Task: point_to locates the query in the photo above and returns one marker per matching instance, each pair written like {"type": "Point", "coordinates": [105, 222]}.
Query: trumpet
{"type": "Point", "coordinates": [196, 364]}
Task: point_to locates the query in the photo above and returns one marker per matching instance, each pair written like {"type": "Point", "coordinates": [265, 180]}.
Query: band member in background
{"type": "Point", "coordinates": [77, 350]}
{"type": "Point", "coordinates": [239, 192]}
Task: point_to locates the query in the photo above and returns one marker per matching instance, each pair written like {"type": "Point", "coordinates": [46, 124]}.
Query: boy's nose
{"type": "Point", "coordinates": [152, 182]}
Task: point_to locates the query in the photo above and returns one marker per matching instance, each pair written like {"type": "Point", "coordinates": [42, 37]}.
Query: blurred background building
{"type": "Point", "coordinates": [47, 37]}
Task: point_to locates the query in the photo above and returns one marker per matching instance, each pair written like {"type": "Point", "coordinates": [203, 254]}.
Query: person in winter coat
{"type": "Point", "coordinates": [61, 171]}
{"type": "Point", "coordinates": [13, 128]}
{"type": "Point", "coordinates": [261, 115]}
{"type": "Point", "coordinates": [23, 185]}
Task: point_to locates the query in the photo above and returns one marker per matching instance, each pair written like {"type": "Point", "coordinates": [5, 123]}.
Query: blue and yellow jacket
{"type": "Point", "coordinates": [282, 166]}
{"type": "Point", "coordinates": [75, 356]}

--

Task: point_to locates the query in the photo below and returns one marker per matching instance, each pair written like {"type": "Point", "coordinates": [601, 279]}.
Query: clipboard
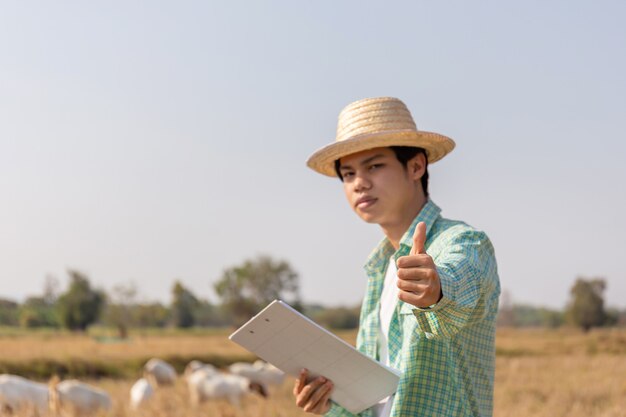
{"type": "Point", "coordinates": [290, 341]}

--

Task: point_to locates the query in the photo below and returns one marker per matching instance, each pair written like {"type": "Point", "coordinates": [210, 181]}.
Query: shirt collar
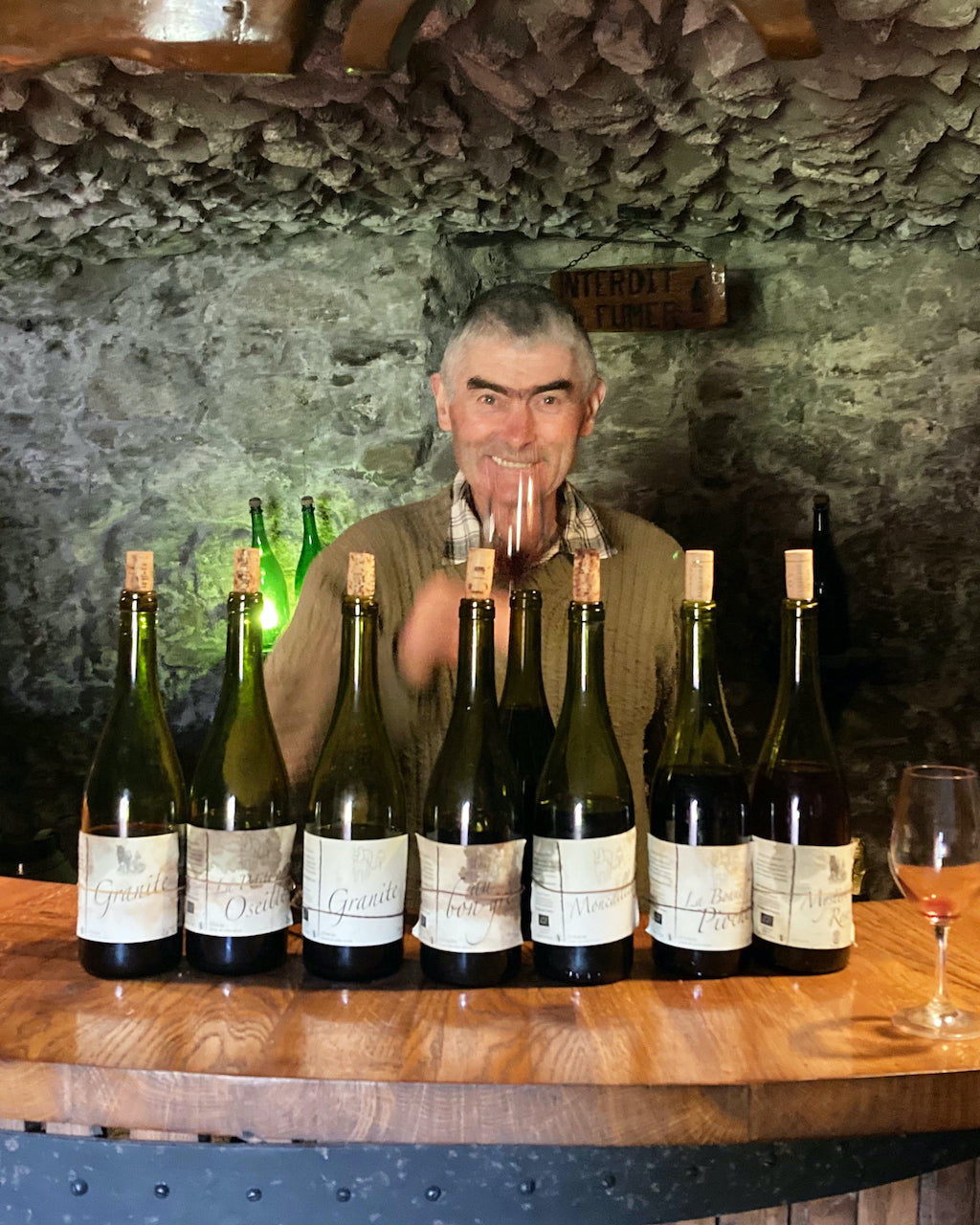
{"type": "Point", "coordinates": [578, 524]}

_Task item_. Your answer should consist of the lines from the material that contain "below".

_Response area_.
Task: point_to locates the query in the photo below and returns one marker per matching instance, each pair written like {"type": "Point", "coordinates": [601, 279]}.
Task: point_to locates the query in the photo below and returns one marker per matching instance, each pair written like {"type": "Point", "coordinates": [210, 181]}.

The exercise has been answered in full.